- Information provided -
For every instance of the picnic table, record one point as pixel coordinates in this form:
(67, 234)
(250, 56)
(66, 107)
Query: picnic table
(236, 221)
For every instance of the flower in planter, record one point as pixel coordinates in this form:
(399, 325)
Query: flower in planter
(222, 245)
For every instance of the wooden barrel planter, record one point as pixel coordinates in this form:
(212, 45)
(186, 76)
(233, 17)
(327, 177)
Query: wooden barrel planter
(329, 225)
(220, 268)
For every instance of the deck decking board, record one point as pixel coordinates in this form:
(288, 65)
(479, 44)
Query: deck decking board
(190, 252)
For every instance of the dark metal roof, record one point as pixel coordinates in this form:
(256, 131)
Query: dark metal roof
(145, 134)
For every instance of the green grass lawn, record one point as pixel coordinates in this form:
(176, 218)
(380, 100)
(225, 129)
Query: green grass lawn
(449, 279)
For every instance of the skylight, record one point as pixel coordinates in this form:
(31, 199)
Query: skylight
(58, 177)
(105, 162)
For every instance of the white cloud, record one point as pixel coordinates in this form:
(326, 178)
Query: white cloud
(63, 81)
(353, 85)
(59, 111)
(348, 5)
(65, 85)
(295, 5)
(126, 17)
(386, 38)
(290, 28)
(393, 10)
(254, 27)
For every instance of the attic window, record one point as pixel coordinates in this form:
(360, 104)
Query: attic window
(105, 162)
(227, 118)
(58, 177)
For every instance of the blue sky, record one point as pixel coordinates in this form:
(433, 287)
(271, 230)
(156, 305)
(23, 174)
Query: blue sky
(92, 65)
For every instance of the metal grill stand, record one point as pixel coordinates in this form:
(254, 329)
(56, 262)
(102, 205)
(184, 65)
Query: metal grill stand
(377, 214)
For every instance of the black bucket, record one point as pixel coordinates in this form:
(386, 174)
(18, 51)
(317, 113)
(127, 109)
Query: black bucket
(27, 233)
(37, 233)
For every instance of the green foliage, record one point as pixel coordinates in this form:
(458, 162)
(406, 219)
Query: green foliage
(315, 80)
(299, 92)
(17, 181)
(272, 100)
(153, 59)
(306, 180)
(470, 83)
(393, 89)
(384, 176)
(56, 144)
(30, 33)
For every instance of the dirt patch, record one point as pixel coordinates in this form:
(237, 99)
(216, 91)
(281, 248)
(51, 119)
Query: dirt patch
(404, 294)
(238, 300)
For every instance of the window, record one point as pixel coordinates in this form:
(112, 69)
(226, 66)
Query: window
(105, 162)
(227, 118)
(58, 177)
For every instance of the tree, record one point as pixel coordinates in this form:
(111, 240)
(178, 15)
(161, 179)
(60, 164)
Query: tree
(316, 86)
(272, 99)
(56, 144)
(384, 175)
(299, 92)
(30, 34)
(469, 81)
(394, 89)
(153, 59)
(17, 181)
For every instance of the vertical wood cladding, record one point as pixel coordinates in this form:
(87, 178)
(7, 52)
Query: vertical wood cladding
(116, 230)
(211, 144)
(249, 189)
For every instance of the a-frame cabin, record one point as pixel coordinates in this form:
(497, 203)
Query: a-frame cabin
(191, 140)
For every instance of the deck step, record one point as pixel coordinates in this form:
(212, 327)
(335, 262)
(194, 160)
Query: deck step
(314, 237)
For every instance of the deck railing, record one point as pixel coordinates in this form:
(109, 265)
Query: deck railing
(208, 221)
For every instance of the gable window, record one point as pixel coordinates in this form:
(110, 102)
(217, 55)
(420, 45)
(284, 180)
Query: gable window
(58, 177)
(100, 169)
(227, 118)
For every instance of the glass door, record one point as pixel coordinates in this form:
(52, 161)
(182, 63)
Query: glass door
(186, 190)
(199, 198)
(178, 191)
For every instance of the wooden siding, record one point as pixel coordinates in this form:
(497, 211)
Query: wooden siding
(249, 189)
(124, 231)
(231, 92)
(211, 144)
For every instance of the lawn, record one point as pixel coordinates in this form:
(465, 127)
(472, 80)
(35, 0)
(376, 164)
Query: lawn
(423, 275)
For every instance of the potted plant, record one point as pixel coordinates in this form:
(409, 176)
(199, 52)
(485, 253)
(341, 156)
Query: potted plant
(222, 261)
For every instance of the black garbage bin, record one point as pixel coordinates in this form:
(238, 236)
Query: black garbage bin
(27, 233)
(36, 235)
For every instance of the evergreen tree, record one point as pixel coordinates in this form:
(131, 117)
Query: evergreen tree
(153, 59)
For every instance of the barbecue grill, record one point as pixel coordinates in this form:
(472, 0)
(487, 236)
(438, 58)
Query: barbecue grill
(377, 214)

- What you are asked to do -
The response should be a verbatim transcription of the data.

- Solution to this task -
For every instance of the picnic table, record one point as pixel coordinates in this form:
(67, 234)
(250, 56)
(66, 107)
Query: picnic table
(236, 221)
For every instance of the flower in planter, record one point as pixel coordinates in this form:
(399, 325)
Query: flower in planter
(222, 245)
For every instance of the wooden barrel planter, record one point as pixel coordinates in this form:
(212, 45)
(186, 76)
(233, 17)
(327, 177)
Query: wooden barrel planter
(329, 225)
(220, 268)
For every instance of the deck decking board, record one point as pixel coordinates in this form:
(288, 65)
(479, 44)
Query: deck decking board
(190, 252)
For every instance of the dark metal roof, record one point as pixel coordinates in this form:
(256, 131)
Query: dark metal roof
(145, 134)
For every instance of the green grass lawn, record one point as pixel coordinates in this form:
(176, 218)
(380, 100)
(225, 129)
Query: green grass lawn
(449, 279)
For every instance of the skylight, record one point as pixel coordinates in this form:
(31, 199)
Query: skylight
(58, 177)
(105, 162)
For every instance of the white cloud, record one point as pixel coordinates in this form:
(326, 178)
Query: white cloud
(63, 81)
(353, 85)
(59, 111)
(348, 5)
(65, 85)
(295, 5)
(126, 17)
(386, 38)
(290, 28)
(393, 10)
(254, 27)
For every instance of the attic window, record one point as pixel coordinates in this form:
(360, 104)
Query: attic window
(105, 162)
(227, 118)
(58, 177)
For every instance of the blue sky, record one point as pixel coordinates in this form:
(433, 287)
(271, 230)
(156, 305)
(23, 174)
Query: blue sky
(92, 65)
For every instance of the metal grill stand, record one point as pixel coordinates in this form:
(254, 329)
(56, 262)
(102, 205)
(184, 65)
Query: metal grill stand
(377, 214)
For every instance of the black bucket, record one point as pixel coordinates in this form:
(386, 174)
(18, 51)
(317, 113)
(127, 109)
Query: black bucket
(27, 233)
(37, 233)
For every instance of the green foliage, record one point as pixel coordinates in this form:
(458, 162)
(406, 219)
Query: green foliage
(315, 80)
(299, 92)
(17, 181)
(272, 100)
(153, 59)
(306, 180)
(470, 83)
(393, 89)
(384, 176)
(56, 144)
(30, 33)
For every instance of the dirt patch, record one point as pixel coordinates in this form:
(237, 99)
(216, 91)
(281, 248)
(51, 119)
Query: dirt patch
(404, 294)
(238, 300)
For every instance of the window, record one point as pixel coordinates in this form:
(112, 69)
(226, 66)
Query: window
(105, 162)
(227, 118)
(58, 177)
For every instance of the tree, record one point as pixel coordinates in this form:
(111, 240)
(178, 15)
(161, 179)
(60, 164)
Query: tree
(316, 86)
(272, 99)
(56, 144)
(384, 175)
(299, 92)
(30, 34)
(469, 81)
(394, 89)
(153, 59)
(17, 181)
For every instance of the vertical wood cladding, record one point as pixel coordinates in this form:
(87, 178)
(7, 52)
Query: vertical wood cladding
(116, 230)
(211, 144)
(249, 189)
For every instance of the a-frame cabin, record one point as pixel coordinates in this form:
(497, 203)
Query: a-frame cabin
(191, 140)
For every instance of the deck step, record one point as pixel coordinates in this form:
(212, 327)
(335, 262)
(194, 160)
Query: deck step
(314, 237)
For every instance of the deck railing, record one point as pixel coordinates in this form:
(109, 265)
Query: deck railing
(208, 221)
For every instance of the gable window, record one point as pixel coordinates in this form:
(110, 102)
(217, 55)
(420, 45)
(284, 180)
Query: gable window
(58, 177)
(100, 169)
(227, 118)
For every instance of the glass door, record one point as pixel coordinates in this form:
(52, 161)
(182, 63)
Query: glass door
(186, 190)
(199, 198)
(178, 191)
For every instance of the wooden siding, record one point as pixel coordinates in this form:
(497, 211)
Query: wooden siding
(249, 189)
(124, 231)
(231, 92)
(211, 144)
For every instance of the lawn, record one point as pixel coordinates in this form:
(465, 127)
(472, 80)
(35, 0)
(376, 164)
Query: lawn
(423, 275)
For every instance of the potted plant, record one point as pixel coordinates in this form:
(409, 176)
(199, 52)
(485, 253)
(341, 156)
Query: potted plant
(222, 261)
For every instance of the black garbage bin, record one point as pixel coordinates in this form:
(238, 236)
Query: black garbage bin
(27, 233)
(36, 235)
For every instance of the evergreen tree, record one point as pixel coordinates in this form:
(131, 117)
Query: evergreen tree
(153, 59)
For every instance of the barbecue grill, record one point as pixel coordinates in this form:
(472, 0)
(487, 236)
(438, 58)
Query: barbecue grill
(377, 214)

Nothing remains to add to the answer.